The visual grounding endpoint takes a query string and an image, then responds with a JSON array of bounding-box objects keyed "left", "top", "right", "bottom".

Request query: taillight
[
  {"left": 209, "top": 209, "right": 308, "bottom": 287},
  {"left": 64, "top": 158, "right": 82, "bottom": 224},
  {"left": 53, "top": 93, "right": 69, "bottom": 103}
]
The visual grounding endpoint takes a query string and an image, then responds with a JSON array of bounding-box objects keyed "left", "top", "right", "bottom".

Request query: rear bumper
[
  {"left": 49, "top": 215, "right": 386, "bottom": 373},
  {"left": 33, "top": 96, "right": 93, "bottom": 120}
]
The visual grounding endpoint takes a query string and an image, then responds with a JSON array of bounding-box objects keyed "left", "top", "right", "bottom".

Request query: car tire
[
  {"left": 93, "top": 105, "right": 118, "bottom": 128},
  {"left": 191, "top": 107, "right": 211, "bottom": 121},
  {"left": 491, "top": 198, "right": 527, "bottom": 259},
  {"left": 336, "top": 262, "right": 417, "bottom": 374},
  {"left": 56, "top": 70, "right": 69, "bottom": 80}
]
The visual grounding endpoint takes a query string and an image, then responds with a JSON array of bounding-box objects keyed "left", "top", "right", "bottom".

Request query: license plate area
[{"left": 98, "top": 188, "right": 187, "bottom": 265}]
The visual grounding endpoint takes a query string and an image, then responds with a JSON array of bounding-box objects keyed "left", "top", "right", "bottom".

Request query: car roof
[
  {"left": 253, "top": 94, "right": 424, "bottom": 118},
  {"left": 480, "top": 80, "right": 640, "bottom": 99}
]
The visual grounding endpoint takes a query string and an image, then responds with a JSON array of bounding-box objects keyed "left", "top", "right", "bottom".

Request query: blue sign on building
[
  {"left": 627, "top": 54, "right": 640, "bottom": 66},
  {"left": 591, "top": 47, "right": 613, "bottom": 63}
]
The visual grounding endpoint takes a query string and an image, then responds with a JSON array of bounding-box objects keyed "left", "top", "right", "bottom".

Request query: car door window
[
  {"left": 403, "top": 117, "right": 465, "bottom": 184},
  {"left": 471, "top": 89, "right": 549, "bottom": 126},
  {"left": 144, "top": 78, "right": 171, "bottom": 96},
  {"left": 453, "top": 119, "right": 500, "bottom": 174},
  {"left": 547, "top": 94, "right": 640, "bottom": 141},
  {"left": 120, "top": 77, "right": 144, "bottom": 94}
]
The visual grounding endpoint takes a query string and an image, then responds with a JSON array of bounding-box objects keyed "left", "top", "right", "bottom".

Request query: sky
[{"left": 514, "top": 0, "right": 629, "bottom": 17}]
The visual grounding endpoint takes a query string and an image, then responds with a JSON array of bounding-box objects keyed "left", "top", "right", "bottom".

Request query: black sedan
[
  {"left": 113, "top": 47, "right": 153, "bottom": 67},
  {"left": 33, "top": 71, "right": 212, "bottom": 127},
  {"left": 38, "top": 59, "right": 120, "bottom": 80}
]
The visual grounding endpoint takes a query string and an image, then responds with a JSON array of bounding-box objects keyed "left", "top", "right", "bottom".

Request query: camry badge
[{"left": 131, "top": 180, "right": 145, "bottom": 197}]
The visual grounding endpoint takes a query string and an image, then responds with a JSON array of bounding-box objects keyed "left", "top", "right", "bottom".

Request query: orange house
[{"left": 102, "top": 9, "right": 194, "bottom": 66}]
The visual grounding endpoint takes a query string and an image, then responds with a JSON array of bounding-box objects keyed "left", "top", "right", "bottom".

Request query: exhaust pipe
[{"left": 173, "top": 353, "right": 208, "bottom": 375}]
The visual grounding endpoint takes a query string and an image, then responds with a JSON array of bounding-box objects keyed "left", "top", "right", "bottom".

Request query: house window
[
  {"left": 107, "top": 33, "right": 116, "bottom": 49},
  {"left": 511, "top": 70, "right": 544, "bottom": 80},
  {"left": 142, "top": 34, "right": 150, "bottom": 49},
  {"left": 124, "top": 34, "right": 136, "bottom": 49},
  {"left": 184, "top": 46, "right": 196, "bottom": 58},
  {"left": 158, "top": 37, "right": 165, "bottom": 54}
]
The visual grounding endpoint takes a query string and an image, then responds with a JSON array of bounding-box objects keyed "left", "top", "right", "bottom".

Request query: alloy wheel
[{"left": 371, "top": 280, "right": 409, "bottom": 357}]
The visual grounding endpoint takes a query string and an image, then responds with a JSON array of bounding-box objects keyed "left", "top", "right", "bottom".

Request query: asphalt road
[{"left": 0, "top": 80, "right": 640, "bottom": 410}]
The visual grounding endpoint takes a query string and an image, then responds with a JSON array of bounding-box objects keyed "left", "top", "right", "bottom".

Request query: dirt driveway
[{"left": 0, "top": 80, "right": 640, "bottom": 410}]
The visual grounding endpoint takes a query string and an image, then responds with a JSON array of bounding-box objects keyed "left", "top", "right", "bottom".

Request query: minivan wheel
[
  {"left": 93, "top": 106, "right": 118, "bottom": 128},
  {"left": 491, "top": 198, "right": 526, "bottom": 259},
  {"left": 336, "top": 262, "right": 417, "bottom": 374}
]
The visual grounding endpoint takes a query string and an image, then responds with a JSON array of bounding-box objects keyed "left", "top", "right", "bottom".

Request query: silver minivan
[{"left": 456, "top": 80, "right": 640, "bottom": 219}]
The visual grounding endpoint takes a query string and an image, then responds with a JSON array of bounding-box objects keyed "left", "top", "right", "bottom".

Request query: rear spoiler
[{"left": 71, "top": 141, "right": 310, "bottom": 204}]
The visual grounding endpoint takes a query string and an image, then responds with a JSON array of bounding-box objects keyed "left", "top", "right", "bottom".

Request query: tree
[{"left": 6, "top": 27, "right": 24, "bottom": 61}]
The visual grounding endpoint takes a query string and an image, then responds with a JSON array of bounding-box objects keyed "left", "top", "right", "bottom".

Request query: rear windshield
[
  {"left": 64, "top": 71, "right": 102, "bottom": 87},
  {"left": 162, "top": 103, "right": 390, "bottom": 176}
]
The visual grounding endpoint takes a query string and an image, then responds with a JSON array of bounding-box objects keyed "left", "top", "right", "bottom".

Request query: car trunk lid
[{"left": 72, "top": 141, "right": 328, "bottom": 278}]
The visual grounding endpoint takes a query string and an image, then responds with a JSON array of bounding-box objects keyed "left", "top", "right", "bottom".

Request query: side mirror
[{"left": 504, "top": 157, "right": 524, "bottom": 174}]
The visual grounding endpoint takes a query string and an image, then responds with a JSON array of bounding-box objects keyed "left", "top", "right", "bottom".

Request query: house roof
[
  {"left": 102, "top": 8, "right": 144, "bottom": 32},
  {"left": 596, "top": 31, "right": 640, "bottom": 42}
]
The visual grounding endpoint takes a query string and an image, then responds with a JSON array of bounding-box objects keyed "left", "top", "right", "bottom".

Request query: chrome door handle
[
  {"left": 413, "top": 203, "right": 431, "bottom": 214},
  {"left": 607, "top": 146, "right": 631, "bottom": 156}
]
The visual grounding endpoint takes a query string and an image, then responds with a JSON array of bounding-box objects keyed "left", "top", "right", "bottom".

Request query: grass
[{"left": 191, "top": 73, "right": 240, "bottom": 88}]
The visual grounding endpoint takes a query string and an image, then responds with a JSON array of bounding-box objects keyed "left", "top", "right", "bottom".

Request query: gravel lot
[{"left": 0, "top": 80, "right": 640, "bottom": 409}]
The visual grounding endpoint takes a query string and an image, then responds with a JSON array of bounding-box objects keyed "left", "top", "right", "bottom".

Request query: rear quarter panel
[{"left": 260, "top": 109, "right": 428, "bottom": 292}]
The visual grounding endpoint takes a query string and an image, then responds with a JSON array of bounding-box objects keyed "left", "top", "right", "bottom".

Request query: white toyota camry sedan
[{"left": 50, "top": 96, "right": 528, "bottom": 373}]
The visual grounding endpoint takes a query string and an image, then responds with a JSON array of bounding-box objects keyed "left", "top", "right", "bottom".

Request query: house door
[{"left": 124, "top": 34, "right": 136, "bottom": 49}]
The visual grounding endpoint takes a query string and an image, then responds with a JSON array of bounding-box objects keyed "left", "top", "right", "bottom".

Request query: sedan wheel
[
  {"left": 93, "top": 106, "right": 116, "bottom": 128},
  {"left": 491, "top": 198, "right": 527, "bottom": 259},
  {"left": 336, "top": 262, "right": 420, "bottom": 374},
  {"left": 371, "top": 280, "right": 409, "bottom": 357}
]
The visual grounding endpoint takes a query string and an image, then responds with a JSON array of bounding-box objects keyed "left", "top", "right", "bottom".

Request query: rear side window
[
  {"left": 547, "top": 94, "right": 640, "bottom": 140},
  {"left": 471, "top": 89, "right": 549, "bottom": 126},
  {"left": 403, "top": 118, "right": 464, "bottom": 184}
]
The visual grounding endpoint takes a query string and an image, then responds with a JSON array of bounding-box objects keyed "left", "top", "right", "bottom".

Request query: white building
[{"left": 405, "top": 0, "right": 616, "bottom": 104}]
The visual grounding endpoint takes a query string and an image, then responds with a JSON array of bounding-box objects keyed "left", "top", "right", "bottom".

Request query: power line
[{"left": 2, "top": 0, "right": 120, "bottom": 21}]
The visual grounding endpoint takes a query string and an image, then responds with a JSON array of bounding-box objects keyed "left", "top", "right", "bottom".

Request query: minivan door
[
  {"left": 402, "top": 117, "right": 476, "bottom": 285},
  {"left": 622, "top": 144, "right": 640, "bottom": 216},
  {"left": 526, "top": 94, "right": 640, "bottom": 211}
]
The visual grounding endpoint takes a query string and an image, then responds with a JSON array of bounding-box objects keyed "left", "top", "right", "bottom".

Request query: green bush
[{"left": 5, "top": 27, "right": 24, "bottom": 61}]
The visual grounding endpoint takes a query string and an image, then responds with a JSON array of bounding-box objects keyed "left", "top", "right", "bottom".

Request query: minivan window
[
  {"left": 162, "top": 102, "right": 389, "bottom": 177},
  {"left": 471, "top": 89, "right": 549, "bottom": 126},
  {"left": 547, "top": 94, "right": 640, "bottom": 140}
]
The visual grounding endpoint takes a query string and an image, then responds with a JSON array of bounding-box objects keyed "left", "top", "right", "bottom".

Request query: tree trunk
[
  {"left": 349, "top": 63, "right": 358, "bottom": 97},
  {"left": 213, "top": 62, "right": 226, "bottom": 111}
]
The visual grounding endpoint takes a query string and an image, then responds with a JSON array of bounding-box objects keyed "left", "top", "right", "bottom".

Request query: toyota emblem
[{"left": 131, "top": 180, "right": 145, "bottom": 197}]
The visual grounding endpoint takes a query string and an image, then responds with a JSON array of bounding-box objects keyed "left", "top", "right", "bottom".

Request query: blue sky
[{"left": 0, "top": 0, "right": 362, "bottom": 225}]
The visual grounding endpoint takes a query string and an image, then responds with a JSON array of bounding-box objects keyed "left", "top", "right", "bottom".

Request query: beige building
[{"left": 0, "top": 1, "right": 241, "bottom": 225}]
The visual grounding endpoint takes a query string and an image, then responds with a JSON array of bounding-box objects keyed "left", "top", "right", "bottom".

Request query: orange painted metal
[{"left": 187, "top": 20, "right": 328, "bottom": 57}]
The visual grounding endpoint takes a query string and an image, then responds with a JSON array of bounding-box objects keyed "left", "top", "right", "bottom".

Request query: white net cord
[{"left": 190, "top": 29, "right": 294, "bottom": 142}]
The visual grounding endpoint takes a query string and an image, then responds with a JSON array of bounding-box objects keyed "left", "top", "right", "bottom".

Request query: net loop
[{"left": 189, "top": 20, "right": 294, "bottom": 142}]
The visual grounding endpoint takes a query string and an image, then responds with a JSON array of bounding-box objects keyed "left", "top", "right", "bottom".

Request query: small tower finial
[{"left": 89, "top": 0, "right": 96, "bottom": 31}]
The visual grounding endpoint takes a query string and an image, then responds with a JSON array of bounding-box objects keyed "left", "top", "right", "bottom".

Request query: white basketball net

PROMPT: How many lines in the items above contain the string "white"? Reply with the number alone.

WRITTEN ANSWER: 4